*SELECTION*.

· · ·

If fewer than 53 million shares were tendered, Tribune would buy what shares it can within the $28-to-$32.50 price range. It also could extend the offer period and raise the price it would be willing to pay.

One analyst, Paul Ginocchio of Deutsche Bank, said that if not enough shares were tendered, Tribune directors would have to consider breaking up the company, which owns 11 newspapers including the Los Angeles Times, 26 television stations including KTLA Channel 5 in Los Angeles, the Chicago Cubs baseball team and a 31% stake in the Food Network.

The Chandlers own 12% of Tribune’s stock, mostly through two investment partnerships that date to when the Chandlers arranged the sale of Los Angeles Times parent Times Mirror Co. to Tribune in 2000. As a result of that sale, the Chandlers have three representatives on the Tribune board: Jeff Chandler, William Stinehart Jr. and Roger Goodan. The three recently asked Tribune to make public their vote against the refinancing plan, which was approved by the board, 8 to 3.

· · ·

*ENTRIES*.
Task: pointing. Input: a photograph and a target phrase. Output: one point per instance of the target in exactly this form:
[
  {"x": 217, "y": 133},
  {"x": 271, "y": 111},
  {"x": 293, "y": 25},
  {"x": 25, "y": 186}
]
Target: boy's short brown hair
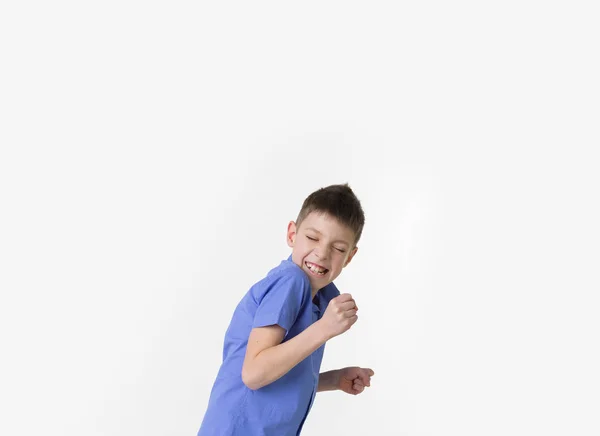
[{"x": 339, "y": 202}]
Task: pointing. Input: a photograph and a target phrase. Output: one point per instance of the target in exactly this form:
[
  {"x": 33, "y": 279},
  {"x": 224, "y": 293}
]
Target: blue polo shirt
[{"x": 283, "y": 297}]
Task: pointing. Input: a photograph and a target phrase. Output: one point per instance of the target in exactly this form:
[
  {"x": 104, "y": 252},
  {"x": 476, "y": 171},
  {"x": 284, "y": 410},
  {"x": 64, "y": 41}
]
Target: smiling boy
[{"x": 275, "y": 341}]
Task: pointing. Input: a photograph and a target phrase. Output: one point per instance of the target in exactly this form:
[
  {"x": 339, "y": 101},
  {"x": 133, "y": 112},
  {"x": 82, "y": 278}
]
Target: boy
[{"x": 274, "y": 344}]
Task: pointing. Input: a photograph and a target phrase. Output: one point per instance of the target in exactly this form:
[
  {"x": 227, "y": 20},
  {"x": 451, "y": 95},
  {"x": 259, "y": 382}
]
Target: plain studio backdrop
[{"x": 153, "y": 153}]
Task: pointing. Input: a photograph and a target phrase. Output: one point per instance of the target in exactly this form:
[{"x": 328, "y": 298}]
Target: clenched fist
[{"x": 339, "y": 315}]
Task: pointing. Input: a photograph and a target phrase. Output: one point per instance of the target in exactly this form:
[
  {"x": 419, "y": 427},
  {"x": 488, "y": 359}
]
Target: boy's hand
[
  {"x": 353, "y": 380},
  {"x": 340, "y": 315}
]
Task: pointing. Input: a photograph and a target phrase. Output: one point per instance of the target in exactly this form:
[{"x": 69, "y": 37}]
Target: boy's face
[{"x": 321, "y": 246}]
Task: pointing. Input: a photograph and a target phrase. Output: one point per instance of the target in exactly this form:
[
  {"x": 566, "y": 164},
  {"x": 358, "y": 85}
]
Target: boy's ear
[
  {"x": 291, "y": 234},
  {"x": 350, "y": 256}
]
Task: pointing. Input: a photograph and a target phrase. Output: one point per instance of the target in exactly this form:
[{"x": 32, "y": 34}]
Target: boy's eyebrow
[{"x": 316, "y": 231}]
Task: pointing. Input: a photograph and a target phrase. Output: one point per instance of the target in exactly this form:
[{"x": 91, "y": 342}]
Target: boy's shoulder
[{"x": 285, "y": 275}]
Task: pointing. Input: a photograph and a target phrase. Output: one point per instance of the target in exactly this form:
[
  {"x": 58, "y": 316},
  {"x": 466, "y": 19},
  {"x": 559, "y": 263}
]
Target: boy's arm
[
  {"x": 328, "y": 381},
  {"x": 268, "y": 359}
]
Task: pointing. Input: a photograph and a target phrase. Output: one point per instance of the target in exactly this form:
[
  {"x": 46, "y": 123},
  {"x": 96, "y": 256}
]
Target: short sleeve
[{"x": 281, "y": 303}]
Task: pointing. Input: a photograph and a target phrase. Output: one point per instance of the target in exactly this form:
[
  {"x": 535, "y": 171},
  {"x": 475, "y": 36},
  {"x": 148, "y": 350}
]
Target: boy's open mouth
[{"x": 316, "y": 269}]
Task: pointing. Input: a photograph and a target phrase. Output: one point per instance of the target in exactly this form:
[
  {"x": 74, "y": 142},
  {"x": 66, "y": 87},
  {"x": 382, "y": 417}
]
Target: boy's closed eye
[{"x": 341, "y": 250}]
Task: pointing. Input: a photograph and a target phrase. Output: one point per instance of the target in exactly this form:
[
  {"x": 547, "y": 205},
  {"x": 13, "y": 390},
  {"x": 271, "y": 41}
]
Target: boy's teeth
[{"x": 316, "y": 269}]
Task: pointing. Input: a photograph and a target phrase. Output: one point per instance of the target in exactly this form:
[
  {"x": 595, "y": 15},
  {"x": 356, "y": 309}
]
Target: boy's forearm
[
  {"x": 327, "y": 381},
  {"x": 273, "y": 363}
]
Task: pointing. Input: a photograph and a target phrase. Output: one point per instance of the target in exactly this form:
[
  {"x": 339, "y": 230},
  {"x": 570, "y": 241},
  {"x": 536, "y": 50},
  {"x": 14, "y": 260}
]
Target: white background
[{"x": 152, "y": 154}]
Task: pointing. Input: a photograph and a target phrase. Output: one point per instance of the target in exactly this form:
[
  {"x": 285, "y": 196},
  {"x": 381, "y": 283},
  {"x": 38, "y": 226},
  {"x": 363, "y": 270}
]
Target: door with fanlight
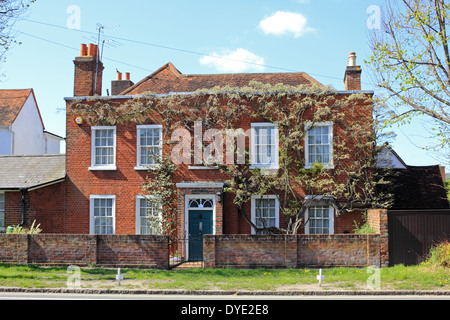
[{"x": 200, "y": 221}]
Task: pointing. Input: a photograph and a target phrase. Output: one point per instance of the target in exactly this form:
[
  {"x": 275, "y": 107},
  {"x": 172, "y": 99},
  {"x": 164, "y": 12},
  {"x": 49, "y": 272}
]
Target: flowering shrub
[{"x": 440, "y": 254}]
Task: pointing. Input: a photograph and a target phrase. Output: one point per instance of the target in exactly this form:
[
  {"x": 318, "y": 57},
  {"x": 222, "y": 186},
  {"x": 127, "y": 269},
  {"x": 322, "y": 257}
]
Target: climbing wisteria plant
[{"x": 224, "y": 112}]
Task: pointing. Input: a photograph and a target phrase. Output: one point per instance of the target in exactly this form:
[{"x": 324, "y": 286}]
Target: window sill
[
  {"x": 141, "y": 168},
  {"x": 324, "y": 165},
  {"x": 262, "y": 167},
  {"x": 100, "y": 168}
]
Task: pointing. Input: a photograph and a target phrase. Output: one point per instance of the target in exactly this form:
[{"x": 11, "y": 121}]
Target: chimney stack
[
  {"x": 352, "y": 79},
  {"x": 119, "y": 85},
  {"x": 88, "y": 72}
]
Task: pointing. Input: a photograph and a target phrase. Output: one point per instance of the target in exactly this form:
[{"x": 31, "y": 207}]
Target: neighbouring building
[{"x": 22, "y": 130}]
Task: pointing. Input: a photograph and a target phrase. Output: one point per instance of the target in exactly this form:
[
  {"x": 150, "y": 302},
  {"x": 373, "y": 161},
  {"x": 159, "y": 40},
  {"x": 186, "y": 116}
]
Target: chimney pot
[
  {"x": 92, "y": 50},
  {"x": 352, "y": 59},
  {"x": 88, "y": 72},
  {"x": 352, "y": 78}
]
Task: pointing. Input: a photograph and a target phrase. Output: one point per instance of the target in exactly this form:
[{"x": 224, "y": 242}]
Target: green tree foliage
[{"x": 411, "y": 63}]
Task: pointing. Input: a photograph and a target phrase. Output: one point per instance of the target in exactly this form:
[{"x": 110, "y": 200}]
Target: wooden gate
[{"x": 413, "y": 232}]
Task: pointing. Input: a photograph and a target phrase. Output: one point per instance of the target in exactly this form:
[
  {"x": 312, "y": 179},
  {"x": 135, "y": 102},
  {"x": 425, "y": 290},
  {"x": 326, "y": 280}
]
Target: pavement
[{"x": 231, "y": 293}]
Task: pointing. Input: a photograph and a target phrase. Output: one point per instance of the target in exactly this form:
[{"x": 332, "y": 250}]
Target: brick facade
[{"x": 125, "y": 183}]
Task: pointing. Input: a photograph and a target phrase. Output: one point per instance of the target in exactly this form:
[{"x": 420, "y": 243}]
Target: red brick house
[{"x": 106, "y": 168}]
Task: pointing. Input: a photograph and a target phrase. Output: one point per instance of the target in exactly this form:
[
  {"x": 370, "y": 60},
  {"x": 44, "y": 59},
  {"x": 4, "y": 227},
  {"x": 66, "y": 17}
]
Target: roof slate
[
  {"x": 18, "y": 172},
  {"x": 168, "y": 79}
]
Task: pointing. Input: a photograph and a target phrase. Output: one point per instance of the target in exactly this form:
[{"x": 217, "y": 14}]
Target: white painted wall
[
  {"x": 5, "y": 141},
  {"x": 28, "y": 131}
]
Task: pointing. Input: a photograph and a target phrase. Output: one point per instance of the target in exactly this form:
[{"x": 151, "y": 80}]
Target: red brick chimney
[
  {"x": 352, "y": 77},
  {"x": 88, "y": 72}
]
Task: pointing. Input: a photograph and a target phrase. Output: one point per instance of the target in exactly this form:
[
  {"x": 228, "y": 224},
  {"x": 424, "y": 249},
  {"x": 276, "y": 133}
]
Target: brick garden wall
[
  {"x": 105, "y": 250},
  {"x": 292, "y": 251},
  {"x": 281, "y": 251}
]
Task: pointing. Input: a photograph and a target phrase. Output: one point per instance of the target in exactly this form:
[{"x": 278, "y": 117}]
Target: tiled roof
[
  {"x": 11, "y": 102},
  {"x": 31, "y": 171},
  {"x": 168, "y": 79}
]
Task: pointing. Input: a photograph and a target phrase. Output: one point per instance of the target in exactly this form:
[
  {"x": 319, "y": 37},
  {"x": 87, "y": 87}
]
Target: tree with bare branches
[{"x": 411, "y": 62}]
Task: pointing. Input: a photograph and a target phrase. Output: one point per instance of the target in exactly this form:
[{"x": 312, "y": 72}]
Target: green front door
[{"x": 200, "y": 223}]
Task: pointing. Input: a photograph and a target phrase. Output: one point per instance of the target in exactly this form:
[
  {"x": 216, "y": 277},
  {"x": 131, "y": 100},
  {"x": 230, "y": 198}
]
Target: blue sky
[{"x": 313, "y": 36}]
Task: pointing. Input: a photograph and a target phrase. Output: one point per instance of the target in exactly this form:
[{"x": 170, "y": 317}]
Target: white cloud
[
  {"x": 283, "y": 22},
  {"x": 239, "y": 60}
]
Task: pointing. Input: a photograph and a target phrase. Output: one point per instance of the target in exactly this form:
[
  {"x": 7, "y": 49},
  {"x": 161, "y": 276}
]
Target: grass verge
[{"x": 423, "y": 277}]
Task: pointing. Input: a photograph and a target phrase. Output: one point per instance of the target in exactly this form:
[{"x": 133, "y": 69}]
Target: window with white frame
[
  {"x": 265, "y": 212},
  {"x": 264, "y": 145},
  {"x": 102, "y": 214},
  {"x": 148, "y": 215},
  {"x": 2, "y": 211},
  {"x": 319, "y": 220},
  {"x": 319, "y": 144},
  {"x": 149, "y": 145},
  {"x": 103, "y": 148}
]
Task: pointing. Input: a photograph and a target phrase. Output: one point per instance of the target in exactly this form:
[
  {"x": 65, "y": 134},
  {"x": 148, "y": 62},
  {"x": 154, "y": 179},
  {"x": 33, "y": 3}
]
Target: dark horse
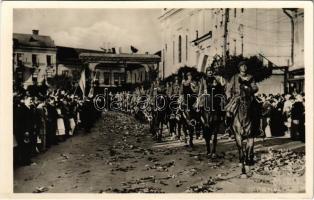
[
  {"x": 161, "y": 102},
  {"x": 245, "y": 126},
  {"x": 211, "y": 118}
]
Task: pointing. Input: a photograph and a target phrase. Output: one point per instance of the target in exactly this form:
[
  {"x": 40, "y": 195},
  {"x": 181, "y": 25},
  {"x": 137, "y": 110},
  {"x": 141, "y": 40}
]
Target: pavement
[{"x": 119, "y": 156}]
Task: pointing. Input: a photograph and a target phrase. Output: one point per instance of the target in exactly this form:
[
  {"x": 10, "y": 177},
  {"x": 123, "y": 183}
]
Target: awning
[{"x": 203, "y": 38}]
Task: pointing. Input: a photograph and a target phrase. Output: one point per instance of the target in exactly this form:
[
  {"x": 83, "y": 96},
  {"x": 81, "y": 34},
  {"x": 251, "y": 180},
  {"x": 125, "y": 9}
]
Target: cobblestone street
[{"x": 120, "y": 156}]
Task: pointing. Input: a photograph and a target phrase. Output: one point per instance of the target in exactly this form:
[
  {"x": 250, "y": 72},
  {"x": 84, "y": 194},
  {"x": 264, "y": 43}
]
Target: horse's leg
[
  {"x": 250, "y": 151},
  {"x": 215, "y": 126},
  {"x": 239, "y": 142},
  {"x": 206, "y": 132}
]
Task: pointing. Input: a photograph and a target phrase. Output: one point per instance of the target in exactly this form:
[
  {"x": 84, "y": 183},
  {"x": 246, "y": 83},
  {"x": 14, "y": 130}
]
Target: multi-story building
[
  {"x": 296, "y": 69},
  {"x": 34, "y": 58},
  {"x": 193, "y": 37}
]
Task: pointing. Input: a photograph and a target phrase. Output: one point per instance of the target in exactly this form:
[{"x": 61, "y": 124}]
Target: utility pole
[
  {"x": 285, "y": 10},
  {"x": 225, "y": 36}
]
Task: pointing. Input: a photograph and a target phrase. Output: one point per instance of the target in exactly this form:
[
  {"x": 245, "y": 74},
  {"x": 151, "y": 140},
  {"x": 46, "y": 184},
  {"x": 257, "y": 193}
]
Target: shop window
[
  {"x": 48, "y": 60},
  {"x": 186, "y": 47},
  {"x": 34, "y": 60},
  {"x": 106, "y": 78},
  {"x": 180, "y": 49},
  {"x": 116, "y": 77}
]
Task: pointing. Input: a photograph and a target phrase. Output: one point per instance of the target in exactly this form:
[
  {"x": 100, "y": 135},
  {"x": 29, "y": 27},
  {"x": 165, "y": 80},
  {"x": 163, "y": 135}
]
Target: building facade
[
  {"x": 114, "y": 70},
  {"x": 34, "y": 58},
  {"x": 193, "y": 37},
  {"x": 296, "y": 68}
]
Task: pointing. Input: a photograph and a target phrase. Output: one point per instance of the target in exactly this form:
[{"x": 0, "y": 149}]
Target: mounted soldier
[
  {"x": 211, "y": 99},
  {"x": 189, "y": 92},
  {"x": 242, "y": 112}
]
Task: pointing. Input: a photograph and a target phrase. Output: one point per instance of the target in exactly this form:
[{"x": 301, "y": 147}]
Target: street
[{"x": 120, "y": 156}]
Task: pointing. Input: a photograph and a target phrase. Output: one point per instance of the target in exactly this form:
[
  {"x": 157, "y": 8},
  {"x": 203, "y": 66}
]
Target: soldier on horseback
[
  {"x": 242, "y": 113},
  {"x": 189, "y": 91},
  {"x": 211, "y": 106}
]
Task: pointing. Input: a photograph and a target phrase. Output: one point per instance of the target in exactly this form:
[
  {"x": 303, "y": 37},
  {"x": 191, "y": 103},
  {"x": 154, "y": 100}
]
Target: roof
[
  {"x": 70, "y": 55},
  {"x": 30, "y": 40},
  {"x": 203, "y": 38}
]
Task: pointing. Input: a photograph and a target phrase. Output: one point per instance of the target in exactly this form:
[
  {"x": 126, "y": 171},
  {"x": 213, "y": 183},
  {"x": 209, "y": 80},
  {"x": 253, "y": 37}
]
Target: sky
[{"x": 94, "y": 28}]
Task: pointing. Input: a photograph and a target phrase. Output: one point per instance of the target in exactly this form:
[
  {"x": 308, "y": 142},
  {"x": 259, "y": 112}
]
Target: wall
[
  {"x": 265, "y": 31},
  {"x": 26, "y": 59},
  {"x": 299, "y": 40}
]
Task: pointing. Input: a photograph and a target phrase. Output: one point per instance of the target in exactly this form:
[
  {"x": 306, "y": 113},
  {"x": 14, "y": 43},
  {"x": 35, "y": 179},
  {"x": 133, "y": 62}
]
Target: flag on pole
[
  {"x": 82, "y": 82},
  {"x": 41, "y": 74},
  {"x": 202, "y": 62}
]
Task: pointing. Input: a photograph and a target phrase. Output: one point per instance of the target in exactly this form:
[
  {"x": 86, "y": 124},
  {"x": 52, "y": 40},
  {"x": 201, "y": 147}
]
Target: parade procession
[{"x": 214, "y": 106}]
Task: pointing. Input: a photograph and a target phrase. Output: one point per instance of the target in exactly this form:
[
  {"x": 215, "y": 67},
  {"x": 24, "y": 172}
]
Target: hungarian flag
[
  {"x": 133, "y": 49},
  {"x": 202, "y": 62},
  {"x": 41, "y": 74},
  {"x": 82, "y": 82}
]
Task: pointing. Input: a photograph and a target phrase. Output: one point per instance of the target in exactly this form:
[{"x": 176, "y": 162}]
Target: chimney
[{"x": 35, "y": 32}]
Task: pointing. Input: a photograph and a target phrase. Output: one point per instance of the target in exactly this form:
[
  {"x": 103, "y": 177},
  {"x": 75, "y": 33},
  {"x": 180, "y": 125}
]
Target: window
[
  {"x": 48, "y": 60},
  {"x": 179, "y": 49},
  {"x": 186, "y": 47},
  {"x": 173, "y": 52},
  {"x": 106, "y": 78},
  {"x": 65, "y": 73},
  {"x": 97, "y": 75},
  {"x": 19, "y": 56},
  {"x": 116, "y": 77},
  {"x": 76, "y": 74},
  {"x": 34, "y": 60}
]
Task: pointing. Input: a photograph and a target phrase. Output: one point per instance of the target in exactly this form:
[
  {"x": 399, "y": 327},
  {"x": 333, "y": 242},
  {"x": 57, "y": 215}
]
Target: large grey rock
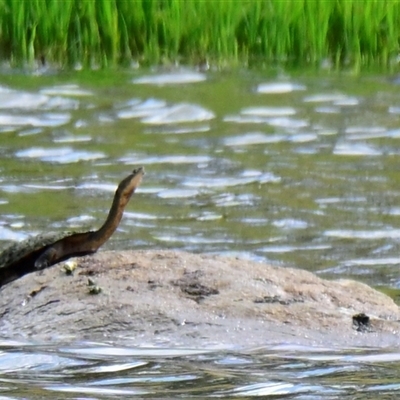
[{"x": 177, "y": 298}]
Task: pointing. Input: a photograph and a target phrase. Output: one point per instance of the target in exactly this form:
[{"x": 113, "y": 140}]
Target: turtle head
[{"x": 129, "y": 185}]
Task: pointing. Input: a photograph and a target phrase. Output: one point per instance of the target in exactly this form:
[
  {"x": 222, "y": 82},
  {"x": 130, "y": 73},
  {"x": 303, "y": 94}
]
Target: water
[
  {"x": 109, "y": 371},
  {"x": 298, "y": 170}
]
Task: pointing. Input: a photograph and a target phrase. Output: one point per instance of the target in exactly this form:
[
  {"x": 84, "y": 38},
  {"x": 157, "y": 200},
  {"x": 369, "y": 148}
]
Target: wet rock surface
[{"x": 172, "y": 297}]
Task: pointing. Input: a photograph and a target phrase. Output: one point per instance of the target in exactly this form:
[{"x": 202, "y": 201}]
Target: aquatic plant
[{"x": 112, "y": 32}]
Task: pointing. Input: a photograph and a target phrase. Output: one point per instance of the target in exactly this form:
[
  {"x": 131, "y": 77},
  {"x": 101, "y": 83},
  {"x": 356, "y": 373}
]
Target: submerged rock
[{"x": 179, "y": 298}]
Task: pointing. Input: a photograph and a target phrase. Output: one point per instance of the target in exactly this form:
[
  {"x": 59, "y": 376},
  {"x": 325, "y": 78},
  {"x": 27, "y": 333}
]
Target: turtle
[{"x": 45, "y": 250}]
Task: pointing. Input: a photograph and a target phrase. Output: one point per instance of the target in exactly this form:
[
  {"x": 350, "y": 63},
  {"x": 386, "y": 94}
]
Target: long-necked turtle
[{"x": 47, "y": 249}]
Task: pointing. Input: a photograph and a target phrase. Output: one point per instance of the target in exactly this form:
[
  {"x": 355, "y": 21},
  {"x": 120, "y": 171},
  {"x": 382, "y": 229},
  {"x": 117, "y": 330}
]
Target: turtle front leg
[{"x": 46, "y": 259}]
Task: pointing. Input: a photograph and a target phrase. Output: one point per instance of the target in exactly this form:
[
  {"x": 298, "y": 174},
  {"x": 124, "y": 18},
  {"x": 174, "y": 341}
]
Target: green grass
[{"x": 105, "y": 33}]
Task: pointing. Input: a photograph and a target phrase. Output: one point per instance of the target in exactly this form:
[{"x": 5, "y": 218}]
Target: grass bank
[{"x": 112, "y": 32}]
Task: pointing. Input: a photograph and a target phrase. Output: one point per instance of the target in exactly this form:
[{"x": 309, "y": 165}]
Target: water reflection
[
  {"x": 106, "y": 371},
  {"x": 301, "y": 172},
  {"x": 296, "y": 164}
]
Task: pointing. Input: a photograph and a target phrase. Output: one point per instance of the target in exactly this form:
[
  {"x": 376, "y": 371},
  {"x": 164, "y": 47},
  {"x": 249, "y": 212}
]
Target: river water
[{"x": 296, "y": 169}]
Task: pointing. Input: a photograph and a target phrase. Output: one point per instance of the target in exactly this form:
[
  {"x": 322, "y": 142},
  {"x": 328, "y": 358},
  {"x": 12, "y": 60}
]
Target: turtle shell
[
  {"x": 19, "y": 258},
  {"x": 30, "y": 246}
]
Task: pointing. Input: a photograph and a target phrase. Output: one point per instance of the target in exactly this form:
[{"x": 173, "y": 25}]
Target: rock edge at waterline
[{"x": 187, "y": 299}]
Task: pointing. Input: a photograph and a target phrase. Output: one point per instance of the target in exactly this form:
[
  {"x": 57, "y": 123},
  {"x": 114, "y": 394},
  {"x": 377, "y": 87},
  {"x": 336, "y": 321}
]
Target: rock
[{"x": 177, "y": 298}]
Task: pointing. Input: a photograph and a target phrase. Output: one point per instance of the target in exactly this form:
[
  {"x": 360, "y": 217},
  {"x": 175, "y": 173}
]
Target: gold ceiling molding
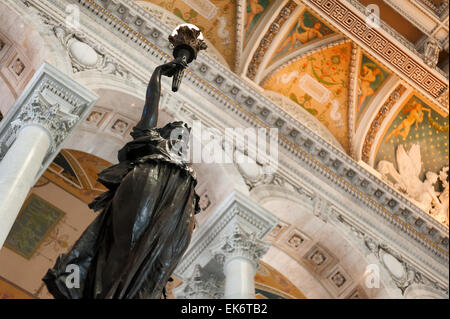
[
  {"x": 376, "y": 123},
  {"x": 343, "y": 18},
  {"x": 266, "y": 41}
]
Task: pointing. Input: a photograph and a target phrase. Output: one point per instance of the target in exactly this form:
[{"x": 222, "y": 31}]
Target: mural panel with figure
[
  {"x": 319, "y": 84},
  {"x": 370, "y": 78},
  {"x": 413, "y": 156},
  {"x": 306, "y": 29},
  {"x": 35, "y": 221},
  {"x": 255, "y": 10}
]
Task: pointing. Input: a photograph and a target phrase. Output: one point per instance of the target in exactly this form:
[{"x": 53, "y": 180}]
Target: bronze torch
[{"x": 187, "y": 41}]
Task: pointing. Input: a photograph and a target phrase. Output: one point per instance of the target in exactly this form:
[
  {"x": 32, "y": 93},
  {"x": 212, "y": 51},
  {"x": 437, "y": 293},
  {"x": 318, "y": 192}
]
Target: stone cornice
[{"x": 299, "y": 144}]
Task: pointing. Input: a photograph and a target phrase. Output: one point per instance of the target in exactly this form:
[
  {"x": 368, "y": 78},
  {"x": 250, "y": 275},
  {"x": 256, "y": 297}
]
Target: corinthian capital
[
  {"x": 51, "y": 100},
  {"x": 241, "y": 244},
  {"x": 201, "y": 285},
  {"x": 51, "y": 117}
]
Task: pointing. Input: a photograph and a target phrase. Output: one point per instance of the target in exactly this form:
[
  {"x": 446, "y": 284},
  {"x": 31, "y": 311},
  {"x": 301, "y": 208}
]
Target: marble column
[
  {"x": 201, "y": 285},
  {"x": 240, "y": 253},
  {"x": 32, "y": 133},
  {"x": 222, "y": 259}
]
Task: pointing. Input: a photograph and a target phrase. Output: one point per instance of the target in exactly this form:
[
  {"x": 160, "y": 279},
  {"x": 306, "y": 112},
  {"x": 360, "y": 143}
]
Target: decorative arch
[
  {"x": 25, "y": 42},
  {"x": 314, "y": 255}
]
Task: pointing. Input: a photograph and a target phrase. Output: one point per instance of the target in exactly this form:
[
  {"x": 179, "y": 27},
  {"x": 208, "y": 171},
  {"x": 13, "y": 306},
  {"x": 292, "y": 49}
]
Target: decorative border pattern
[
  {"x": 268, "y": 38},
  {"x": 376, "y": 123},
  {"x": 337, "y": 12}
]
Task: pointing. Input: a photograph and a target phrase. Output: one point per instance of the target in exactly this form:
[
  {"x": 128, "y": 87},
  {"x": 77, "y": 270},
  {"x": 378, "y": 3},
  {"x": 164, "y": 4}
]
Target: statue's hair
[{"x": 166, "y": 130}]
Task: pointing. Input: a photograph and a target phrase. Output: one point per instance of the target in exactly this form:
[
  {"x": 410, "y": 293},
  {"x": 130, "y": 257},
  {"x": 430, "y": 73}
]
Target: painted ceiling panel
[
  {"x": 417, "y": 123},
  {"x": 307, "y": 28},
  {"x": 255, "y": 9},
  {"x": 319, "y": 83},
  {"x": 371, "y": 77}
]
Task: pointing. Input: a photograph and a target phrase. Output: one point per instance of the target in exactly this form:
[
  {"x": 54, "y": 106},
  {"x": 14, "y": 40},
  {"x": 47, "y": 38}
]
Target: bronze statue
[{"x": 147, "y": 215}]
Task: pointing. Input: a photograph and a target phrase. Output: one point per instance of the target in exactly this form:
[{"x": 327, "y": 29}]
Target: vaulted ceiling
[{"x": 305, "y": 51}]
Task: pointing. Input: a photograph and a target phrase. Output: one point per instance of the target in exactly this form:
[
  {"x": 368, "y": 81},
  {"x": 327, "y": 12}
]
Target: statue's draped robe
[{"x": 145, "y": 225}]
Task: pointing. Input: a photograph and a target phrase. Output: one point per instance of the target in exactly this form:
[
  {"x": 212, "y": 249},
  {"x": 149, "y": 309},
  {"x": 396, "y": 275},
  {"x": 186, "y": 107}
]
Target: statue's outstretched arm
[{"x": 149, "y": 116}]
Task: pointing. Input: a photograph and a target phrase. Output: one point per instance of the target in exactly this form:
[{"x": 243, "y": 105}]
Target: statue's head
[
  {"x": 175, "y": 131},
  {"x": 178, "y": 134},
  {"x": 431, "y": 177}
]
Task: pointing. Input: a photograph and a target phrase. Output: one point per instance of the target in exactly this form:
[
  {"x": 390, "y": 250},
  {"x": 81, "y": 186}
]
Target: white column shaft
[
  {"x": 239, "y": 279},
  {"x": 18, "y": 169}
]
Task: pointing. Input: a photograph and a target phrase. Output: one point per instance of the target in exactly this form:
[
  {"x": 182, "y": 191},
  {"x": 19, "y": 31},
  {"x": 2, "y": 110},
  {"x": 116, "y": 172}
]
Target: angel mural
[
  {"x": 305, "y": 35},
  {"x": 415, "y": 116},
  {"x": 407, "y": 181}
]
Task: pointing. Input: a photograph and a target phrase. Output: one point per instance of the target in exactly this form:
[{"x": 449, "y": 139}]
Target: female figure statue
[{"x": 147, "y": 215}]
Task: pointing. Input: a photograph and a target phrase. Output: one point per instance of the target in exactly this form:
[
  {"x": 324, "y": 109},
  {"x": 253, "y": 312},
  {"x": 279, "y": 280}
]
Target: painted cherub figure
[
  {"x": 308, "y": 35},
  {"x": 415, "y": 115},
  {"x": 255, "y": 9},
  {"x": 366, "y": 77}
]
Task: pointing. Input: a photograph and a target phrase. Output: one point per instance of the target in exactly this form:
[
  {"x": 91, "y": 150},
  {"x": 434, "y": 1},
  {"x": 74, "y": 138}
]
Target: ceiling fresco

· · ·

*WHAT TO DO*.
**a)** Please rewrite the section of the Tribune passage that opens with "One analyst, Paul" and closes with "the Food Network.", swapping "Deutsche Bank" for "Morgan Stanley".
**b)** In the Tribune passage, what was the board's vote on the refinancing plan?

*ANSWERS TO THE TASKS*.
**a)**
One analyst, Paul Ginocchio of Morgan Stanley, said that if not enough shares were tendered, Tribune directors would have to consider breaking up the company, which owns 11 newspapers including the Los Angeles Times, 26 television stations including KTLA Channel 5 in Los Angeles, the Chicago Cubs baseball team and a 31% stake in the Food Network.

**b)** 8 to 3